* **GIVEN TEXT**
For the first time in roughly half a century, Oman is under new direction.
The longest-serving monarch of the Arab world, Sultan Qaboos bin Said, died Friday at the age of 79, ceding the country to his cousin and former culture minister Haitham bin Tariq al-Said. The latter was sworn in as sultan Saturday, assuming the reins of state in a ceremony attended by high-ranking military and government officials.
"The trust in us is great and the responsibilities are great," the new sultan told those assembled for the occasion, according to the state-run Oman News Agency. He focused on maintaining Oman's long-standing role as a neutral party for peace in the troubled region.
"We will follow the same line as the late sultan," he said, according to a translation from The Associated Press, "and the principles that he asserted for the foreign policy of our country, of peaceful coexistence among nations and people, and good neighborly behavior of non-interference in the affairs of others."
The speech ushered in a new and unfamiliar era for the country, which had been governed by just one man since Qaboos overthrew his father in a bloodless palace coup in 1970. Qaboos, who had been educated in the U.K., oversaw something of a revolution in Oman during his reign, guiding the Gulf state in its development from an isolated loner to active member in the Arab League, the United Nations and eventually the World Trade Organization, as well.
Since he took power, Oman has seen a dramatic upswing in its fortunes, increasing its gross domestic product from about $250 million at the start of his reign to a sum better measured in the tens of billions, according to statistics from the World Bank.
In recent years the tiny country — which boasts a population of only 4.6 million people and a land area smaller than Kansas — has played an outsize role in Middle Eastern diplomatic affairs. Nestled on the borders of Saudi Arabia, the United Arab Emirates and war-torn Yemen, and just across the Gulf of Oman from Iran and Pakistan, Oman lately has taken on the role of arbiter and peacekeeper in its tumultuous neighborhood.
The country, which maintains positive relations with both Iran and the U.S., hosted the secret meetings that eventually resulted in the Iran nuclear deal in 2015. And Oman has repeatedly stepped in to facilitate high-stakes negotiations between the two countries — as when Qaboos himself paid half a million each to help secure the release of American prisoners from Iran in 2011.
"We always keep a focus not on the negative, but on the positive," Mohammed bin Awadh al-Hassan, Oman's permanent representative to the U.N., explained to NPR last year. "When you focus on this, opportunities for peace become quite clear."
Lately, though, the septuagenarian absolute monarch had largely withdrawn from the public eye, as he underwent treatment for a long-undisclosed medical condition, believed to have been colon cancer.
The silence from the sultan's palace also raised difficult questions about succession, as the popular leader had only briefly married and produced no obvious heir to the sultanate — though observers commonly included Haitham, 65, on shortlists of potential successors.
That expectation came to fruition upon Qaboos' death. Reuters reports that the late sultan named his successor in a sealed envelope.
In a reflection of the trust and friendship Oman managed to cultivate among its neighbors and others under Qaboos, Haitham was flooded with words of consolation and congratulations from world leaders Saturday.
Among the expressions of grief over Qaboos' death was a statement from the U.S. Embassy in Muscat, Oman's capital, which mourned "his steadfast leadership embodied his sincerity, his generosity, his tolerance, and his deep love for his country."

* **REQUIRED ACTION 1**
According to the Oman article, how did Qaboos name his successor?
* **REQUIRED ACTION 2**
Please translate this sentence from the Oman article into Spanish: "For the first time in roughly half a century, Oman is under new direction."

(Image point grounding listing)
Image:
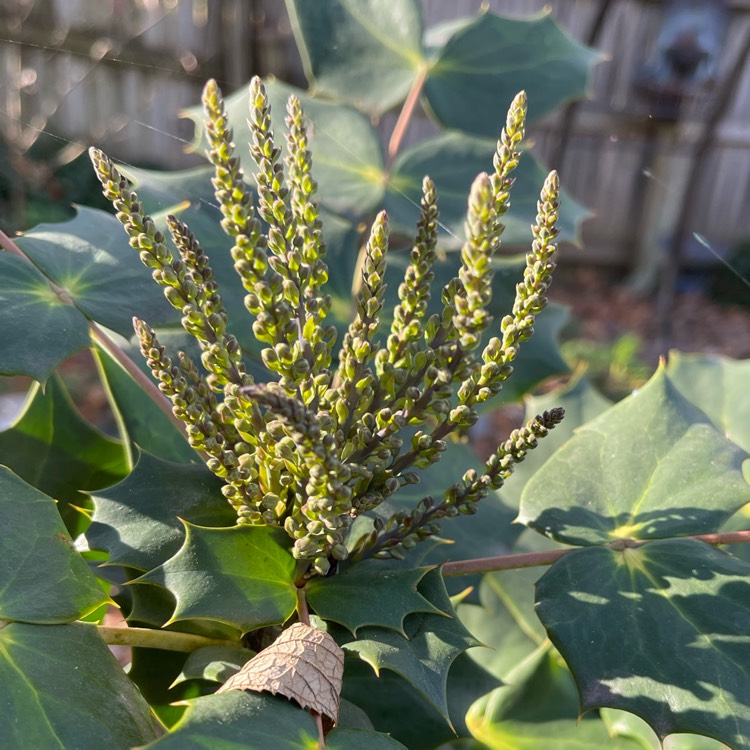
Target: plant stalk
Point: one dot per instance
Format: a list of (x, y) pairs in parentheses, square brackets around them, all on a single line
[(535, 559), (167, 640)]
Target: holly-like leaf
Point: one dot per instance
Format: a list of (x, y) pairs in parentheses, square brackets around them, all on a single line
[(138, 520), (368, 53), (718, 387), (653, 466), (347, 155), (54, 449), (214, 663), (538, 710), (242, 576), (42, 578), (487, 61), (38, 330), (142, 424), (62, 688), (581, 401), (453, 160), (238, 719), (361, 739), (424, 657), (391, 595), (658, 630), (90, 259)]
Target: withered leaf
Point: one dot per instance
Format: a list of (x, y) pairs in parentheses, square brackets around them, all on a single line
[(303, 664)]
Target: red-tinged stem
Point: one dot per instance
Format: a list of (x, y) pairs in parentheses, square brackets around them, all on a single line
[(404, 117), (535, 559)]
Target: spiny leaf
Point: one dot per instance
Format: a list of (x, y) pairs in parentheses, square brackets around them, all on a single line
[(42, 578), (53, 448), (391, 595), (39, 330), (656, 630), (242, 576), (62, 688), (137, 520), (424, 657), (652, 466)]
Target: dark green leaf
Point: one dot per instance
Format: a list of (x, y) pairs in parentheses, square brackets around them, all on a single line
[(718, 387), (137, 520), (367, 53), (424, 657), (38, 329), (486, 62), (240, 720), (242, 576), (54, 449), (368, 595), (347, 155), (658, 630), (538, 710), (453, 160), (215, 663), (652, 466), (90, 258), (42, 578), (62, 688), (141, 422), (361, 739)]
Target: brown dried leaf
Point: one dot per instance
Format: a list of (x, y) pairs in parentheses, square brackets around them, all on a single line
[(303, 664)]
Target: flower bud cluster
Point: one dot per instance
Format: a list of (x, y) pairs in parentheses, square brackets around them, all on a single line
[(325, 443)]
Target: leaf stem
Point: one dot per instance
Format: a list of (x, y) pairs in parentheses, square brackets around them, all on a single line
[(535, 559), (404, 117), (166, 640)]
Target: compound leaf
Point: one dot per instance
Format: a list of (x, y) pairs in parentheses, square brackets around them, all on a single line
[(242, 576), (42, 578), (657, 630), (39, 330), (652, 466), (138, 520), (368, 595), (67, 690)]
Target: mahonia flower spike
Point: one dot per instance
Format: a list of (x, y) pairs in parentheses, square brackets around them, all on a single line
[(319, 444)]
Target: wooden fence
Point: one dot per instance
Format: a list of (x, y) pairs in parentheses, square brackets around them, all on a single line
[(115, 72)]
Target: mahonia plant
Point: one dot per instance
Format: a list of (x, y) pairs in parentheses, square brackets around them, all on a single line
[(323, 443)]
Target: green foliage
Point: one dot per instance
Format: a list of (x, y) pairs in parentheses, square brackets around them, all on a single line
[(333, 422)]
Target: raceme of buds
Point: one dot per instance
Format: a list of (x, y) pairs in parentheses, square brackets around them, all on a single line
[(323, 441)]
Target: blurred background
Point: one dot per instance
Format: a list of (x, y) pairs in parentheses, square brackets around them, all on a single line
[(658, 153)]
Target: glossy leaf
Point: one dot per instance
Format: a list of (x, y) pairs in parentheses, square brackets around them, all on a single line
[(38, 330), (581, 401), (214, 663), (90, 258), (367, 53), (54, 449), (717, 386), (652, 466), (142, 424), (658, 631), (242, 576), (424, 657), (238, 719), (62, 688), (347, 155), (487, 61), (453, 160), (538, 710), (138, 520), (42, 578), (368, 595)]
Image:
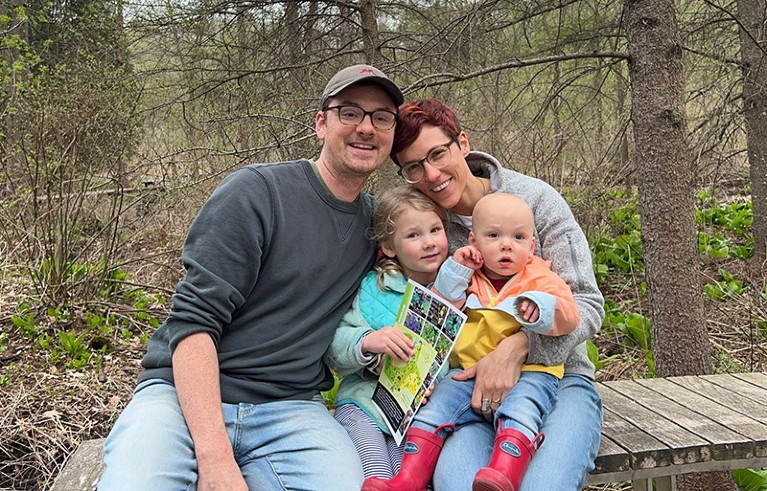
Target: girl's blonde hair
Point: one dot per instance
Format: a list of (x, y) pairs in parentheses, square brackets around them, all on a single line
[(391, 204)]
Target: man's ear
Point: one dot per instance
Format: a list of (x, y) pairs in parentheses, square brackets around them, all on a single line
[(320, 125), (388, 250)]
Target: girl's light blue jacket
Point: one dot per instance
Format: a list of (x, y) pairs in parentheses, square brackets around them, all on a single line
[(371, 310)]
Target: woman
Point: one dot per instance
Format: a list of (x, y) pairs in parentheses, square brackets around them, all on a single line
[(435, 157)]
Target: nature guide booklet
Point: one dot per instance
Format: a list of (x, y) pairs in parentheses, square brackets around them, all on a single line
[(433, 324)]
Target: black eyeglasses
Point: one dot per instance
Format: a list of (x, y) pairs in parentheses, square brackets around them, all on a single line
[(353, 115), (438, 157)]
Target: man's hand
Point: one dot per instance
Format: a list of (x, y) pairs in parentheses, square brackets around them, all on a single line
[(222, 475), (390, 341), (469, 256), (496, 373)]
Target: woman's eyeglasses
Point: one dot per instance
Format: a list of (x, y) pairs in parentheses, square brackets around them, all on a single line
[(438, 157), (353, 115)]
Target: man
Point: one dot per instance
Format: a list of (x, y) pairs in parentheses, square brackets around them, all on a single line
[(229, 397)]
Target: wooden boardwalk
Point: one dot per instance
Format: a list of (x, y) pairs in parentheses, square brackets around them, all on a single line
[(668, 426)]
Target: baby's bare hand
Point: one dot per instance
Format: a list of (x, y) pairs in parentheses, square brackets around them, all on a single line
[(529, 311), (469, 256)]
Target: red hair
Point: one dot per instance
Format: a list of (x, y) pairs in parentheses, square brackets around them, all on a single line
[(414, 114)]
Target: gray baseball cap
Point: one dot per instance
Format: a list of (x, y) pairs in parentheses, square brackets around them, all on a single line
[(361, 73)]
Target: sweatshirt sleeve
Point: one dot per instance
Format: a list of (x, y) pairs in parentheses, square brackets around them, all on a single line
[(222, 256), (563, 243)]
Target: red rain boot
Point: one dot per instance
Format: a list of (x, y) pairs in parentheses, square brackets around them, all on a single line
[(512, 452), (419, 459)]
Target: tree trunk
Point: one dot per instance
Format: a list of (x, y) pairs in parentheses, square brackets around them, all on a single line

--

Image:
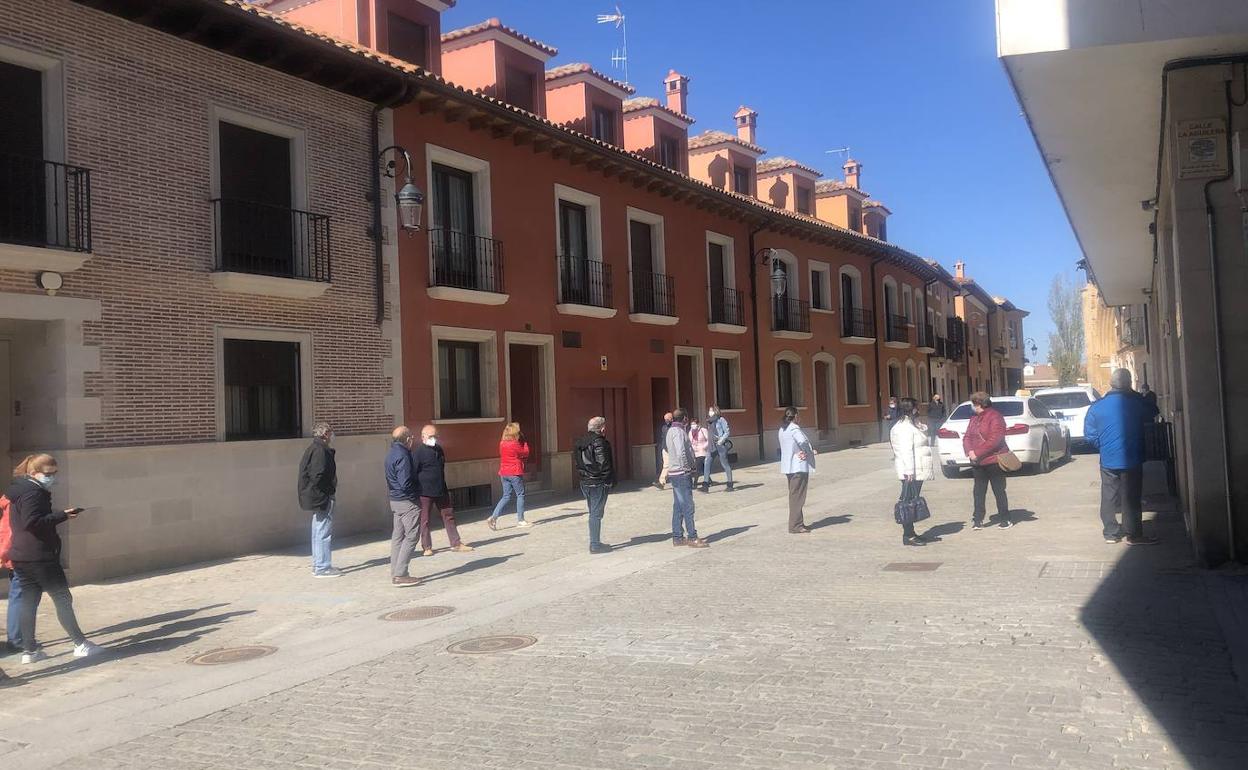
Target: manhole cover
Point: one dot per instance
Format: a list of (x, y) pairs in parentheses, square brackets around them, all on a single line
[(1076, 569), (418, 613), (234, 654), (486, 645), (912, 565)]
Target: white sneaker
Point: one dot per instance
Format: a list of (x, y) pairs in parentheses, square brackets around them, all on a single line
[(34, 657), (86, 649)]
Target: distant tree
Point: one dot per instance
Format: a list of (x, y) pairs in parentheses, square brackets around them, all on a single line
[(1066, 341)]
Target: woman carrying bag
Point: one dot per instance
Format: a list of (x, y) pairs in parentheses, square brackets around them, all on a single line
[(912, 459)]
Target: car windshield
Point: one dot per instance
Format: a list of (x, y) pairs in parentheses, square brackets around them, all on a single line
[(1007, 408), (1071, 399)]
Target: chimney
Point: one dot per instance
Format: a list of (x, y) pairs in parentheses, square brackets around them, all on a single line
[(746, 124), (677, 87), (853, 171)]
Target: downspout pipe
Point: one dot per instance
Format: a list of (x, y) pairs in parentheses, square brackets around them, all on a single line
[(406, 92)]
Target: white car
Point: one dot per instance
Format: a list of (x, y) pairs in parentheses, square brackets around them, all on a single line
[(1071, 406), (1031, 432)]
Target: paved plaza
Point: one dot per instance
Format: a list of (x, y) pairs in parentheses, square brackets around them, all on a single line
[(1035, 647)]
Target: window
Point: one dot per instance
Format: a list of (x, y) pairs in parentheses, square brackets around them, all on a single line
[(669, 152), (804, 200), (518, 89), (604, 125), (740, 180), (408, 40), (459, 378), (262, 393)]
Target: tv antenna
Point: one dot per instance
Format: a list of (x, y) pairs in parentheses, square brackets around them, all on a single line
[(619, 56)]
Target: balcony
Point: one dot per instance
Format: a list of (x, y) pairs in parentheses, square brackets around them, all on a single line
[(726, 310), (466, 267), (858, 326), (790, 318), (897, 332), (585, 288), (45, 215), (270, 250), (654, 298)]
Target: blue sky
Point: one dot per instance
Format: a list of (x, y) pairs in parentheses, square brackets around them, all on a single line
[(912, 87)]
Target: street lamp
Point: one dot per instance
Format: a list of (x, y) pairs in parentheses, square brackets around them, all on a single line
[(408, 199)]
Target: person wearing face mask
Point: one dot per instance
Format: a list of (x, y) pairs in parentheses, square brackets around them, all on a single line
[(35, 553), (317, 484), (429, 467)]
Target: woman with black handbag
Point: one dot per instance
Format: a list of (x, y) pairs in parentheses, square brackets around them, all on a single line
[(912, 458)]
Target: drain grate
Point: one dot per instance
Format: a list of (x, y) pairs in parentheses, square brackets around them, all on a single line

--

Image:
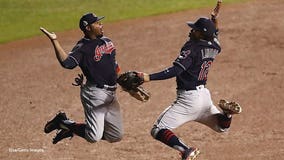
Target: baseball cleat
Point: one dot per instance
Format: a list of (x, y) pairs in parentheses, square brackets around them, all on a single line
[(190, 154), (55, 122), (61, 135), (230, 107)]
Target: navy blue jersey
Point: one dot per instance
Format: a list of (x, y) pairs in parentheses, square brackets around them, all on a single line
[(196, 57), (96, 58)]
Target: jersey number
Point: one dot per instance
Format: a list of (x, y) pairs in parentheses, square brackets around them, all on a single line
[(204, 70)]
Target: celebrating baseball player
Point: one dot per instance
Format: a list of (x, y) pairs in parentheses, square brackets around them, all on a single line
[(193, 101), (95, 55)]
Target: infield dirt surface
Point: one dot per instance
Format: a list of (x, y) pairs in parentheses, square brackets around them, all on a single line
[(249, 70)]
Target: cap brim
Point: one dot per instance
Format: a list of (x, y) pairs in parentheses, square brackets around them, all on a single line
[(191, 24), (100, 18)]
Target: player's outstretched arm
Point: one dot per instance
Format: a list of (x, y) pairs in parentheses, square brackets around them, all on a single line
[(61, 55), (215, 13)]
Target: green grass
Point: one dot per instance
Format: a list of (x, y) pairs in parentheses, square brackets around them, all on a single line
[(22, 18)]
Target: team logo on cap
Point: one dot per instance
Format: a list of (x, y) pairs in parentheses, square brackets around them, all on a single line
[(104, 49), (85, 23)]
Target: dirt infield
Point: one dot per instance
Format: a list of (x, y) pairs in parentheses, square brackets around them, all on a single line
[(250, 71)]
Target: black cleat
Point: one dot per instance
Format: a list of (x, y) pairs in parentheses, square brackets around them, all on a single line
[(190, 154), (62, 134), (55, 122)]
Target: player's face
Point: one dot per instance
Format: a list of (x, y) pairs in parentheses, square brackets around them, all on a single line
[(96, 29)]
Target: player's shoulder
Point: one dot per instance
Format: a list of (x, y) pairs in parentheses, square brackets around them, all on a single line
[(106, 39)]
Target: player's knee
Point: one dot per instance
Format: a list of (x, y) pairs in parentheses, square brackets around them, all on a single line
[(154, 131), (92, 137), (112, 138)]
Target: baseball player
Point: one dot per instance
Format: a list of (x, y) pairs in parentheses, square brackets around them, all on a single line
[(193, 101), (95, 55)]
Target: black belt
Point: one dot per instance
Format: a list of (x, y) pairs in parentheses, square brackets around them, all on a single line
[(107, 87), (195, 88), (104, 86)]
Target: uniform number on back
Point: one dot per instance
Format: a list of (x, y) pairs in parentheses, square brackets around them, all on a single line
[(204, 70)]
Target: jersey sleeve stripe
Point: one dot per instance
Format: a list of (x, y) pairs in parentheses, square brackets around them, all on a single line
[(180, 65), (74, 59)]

* **EXPECTED ANSWER 1**
He named his successor in a sealed envelope.

* **EXPECTED ANSWER 2**
Por primera vez en aproximadamente medio siglo, Omán está bajo una nueva dirección.